Material to process
+++

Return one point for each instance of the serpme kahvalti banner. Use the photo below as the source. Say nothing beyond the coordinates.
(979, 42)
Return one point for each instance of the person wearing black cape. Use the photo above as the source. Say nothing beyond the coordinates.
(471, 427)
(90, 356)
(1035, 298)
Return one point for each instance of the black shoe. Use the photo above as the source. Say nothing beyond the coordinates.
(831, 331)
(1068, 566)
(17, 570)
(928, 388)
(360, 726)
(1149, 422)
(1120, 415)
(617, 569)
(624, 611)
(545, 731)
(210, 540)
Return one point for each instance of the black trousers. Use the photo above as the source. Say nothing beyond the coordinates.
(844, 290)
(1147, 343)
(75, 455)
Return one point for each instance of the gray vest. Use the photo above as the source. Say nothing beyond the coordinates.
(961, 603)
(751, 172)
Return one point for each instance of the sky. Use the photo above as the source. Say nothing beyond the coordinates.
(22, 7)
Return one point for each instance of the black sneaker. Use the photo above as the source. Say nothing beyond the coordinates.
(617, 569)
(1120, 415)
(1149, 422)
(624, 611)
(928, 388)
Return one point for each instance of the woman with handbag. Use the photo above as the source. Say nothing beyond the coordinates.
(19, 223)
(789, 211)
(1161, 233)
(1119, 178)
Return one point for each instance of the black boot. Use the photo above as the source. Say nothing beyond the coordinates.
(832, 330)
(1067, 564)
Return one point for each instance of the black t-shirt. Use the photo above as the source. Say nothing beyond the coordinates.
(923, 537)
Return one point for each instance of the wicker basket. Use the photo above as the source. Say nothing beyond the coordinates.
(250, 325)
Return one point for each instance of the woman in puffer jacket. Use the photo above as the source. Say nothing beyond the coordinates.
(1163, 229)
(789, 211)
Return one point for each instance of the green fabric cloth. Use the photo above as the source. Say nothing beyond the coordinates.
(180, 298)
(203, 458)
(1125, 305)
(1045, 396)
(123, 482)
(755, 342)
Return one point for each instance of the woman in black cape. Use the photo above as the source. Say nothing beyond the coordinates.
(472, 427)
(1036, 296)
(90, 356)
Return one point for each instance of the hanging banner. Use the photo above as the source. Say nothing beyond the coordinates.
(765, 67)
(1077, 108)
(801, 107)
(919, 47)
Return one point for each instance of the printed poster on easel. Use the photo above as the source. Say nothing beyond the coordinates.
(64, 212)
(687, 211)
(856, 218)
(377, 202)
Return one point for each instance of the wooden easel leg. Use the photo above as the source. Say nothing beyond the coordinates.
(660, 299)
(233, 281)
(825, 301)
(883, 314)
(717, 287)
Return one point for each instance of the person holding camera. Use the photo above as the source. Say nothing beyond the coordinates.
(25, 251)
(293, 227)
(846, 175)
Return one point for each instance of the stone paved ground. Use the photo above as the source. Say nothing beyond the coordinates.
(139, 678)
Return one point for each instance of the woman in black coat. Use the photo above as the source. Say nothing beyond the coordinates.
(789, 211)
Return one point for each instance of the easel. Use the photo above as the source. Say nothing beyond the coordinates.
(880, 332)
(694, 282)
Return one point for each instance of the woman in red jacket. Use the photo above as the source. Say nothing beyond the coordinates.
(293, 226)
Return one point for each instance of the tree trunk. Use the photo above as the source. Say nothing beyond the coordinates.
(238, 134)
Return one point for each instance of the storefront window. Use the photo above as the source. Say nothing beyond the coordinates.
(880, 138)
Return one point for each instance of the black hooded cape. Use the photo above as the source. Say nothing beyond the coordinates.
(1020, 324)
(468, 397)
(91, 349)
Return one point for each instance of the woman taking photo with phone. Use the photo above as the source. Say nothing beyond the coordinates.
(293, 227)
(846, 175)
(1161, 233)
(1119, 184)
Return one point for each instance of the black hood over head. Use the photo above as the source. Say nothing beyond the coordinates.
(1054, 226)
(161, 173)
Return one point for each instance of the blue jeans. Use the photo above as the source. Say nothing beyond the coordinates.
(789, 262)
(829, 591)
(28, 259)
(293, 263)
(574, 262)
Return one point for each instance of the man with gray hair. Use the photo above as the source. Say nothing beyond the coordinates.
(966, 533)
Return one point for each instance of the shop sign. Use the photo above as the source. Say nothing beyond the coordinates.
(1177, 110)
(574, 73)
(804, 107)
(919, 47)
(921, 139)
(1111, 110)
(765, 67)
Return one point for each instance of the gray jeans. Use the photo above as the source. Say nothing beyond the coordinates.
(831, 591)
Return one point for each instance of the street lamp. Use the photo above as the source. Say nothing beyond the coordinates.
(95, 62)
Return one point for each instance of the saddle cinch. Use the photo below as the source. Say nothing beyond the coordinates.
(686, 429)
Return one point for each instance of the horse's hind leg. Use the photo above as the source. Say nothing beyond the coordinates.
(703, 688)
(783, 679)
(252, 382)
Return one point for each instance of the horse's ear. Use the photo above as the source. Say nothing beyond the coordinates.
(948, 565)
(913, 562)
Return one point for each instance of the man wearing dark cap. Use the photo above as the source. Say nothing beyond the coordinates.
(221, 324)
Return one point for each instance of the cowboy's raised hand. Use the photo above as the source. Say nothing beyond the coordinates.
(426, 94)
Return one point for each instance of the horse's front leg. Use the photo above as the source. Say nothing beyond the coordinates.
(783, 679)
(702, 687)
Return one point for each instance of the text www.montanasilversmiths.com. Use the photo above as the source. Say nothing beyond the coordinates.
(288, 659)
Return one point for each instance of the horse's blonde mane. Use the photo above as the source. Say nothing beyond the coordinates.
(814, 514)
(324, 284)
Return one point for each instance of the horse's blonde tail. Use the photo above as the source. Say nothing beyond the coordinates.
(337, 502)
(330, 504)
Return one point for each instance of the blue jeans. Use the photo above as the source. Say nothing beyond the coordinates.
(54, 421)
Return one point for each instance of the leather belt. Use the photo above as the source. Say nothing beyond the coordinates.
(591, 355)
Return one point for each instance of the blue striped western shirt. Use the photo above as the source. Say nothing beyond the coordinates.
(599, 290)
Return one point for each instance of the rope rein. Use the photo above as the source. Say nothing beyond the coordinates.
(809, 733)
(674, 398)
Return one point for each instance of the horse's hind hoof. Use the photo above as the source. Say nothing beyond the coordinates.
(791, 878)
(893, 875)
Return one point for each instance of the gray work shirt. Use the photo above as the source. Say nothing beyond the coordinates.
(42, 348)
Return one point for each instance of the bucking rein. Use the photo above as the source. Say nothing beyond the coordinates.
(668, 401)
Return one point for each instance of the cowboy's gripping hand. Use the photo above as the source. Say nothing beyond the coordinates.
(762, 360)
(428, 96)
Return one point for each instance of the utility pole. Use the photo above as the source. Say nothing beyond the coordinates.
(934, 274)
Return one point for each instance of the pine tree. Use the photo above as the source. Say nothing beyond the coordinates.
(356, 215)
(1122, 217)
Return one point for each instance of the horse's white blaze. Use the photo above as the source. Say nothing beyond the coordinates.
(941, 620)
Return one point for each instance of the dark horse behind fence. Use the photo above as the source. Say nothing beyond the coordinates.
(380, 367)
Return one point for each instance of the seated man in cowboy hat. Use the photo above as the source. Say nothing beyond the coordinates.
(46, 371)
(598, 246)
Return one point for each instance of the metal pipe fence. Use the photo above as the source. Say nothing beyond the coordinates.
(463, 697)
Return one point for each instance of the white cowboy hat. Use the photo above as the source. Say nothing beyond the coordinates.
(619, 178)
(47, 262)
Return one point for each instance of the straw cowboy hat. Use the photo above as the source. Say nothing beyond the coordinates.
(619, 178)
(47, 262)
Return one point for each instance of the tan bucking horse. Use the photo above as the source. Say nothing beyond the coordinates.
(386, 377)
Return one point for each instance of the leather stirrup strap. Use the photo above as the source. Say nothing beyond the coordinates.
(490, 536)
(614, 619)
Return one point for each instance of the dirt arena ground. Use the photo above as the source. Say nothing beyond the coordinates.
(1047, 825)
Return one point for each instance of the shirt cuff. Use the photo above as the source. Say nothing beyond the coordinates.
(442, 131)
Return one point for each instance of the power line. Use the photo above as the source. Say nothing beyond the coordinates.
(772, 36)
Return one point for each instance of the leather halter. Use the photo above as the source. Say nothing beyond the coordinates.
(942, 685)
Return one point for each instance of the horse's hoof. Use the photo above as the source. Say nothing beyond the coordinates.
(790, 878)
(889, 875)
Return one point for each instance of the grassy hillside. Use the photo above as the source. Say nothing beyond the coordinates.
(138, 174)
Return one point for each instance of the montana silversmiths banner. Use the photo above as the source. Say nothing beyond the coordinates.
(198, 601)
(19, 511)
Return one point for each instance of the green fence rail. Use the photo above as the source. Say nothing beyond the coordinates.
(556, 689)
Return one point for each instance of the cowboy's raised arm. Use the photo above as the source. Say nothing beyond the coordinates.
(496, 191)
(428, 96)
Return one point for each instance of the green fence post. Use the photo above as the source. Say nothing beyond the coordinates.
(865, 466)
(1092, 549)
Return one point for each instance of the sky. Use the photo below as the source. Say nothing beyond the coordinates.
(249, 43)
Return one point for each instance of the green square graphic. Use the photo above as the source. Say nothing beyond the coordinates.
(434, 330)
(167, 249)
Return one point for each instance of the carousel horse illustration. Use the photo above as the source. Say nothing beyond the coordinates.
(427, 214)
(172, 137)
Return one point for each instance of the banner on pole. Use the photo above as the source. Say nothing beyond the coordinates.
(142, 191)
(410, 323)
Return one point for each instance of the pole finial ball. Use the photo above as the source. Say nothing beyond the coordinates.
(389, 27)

+++

Work to be completed
Please make an exact copy of the lines from the one holding "sky. Use the photo below" through the final line of the records above, nothing more.

Reply to the exercise
Return one point for each instance of the sky. Use the photo below as the source. Say nothing beyond the coordinates.
(249, 43)
Return one point for each instance of the green square graphic. Use the photo above as the source. Say nothing beyond the coordinates.
(434, 330)
(167, 249)
Return one point for each instance of the carousel horse illustration. Use the photo above as the source. Say nothing beyond the coordinates.
(427, 214)
(172, 137)
Return one point for each instance of the banner on pole. Use the photo above as the source. Say nothing beyond the coordinates.
(142, 191)
(410, 323)
Return one point for each instance of the pole finial ball. Use the photo above as the source. Say nothing beyond the coordinates.
(389, 27)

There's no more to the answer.